- Activity:
Return the records verbatim.

····················

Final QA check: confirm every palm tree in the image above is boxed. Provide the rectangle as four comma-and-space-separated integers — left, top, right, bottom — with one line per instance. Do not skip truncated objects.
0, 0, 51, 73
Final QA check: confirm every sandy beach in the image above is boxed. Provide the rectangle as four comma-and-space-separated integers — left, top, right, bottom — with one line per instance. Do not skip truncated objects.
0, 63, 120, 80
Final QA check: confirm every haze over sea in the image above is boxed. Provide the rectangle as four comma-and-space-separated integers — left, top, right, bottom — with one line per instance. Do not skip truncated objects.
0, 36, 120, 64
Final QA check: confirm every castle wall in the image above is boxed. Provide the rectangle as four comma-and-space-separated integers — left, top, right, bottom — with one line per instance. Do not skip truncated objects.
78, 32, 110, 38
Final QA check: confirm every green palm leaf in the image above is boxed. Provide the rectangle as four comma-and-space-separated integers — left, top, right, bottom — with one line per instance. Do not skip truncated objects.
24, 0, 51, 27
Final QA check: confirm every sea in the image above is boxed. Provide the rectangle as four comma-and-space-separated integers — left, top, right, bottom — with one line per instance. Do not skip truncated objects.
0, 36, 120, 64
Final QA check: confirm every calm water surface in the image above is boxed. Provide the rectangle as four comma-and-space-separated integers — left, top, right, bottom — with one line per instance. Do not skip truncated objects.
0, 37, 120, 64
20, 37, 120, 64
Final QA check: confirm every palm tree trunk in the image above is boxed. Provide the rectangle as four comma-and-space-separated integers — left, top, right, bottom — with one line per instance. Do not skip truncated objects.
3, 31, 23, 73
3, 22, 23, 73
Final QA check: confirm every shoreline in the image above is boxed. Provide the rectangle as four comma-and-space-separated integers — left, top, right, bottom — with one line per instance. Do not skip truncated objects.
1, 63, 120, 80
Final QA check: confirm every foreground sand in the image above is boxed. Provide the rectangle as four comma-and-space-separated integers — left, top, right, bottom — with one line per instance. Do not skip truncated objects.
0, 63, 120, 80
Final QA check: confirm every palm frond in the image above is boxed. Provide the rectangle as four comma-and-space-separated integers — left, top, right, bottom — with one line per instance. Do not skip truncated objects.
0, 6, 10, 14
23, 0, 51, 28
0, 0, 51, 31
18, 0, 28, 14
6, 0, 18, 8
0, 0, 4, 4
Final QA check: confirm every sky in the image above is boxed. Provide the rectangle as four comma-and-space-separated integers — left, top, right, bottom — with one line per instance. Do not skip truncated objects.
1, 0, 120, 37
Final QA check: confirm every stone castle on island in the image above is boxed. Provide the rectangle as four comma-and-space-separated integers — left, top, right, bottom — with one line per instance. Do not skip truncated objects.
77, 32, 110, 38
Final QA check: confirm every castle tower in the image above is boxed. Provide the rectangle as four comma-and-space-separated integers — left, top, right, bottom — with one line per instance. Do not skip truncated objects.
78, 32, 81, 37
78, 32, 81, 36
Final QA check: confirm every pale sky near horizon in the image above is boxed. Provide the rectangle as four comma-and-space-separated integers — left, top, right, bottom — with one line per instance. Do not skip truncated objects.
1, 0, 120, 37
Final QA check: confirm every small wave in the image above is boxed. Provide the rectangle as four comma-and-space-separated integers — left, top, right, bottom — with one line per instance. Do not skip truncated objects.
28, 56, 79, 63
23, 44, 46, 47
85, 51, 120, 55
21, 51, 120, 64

····················

- Answer section:
Final QA check: confirm every palm tree in the image above is boxed. Provide the rectangle as four comma-and-space-separated integers — left, top, right, bottom — with one line per instance. Do not skip truncated objects.
0, 0, 51, 73
Final QA check: confirm every sandy beach in the image above is boxed. Provide the rectangle as four comma-and-space-separated integers — left, top, right, bottom — with one line per instance. Do not skip truncated objects.
0, 63, 120, 80
Final QA check: confirm every haze over sea in the image above is boxed. Provide the rectangle as four comma-and-space-separated integers — left, top, right, bottom — with one line per instance. Do not skip truncated objects.
0, 36, 120, 64
Final QA check: confirm every castle wall in the image above is boxed. Provide the rectangle as four comma-and-space-separated integers — left, top, right, bottom — with one line per instance. Do not skip truncated objects.
78, 32, 110, 38
Final QA check: confirm every green palm leaf in the image above is boxed. Provide the rectangle as four comma-and-space-separated integers — left, top, right, bottom — with one line per instance. Do not skip truncated objects.
24, 0, 51, 27
Final QA check: confirm every sea in the image above is boxed. Provide the rectangle as four comma-and-space-separated integers — left, top, right, bottom — with one line per instance. Do not skip truncated objects.
0, 36, 120, 64
Final QA check: confirm every calm water surface in the image above is boxed. Provide the rectangle as four comma-and-space-separated integers — left, top, right, bottom — with one line per instance. Do not skip truncated objects.
0, 37, 120, 64
20, 37, 120, 64
Final QA check: confirm every palm tree trunk in the image above is boxed. Provide the rectangle as four comma-and-space-separated integers — left, top, right, bottom — with one line per instance. Do not skip truncated objects.
3, 31, 23, 73
3, 22, 23, 73
Final QA check: confirm every shoreline in the image above is boxed. Provide the rectangle as four comma-and-space-separated integers — left, top, right, bottom — with one line per instance. Do not skip truncated objects.
1, 63, 120, 80
Final QA check: confirm every foreground sand in the image above is boxed. Provide the rectangle as four comma-and-space-separated integers — left, top, right, bottom — with one line per instance. Do not skip truncated objects.
0, 63, 120, 80
Final QA check: confirm every palm frond in the image above is boxed. Provide the rectangle as four comma-and-space-separated integers — left, top, right, bottom — with one line per instance. Do not skip truncated objects.
0, 6, 10, 14
23, 0, 51, 28
0, 0, 51, 31
18, 0, 28, 14
6, 0, 18, 8
0, 0, 4, 4
Final QA check: confirm every sky in the image above is boxed. Provide the rectangle as four comma-and-space-separated integers — left, top, right, bottom — with one line per instance. Do not skip truncated objects.
1, 0, 120, 37
Final QA check: confirm every stone castle on island in the image above is boxed. Provide the rectangle as four comma-and-space-separated integers — left, top, right, bottom — with one line per instance. Do not skip truncated objects.
77, 32, 110, 38
Final QA check: confirm every castle tower in the image above is boxed. Provide the rectangle as four comma-and-space-separated integers — left, top, right, bottom — with one line per instance. Do not skip truncated objects.
78, 32, 81, 37
78, 32, 81, 36
Final QA check: confirm every pale sky near horizon in the image above is boxed. Provide the rectangle as four comma-and-space-separated integers — left, top, right, bottom — with one line per instance. Do not skip truncated objects.
1, 0, 120, 37
Final QA check: confirm every small wave in the image above is boxed. Provide the rectangle as four comma-and-space-separated integers — left, top, right, bottom — with one line per instance. Do not skip truncated objects.
28, 56, 79, 63
23, 44, 46, 47
85, 51, 120, 55
21, 51, 120, 64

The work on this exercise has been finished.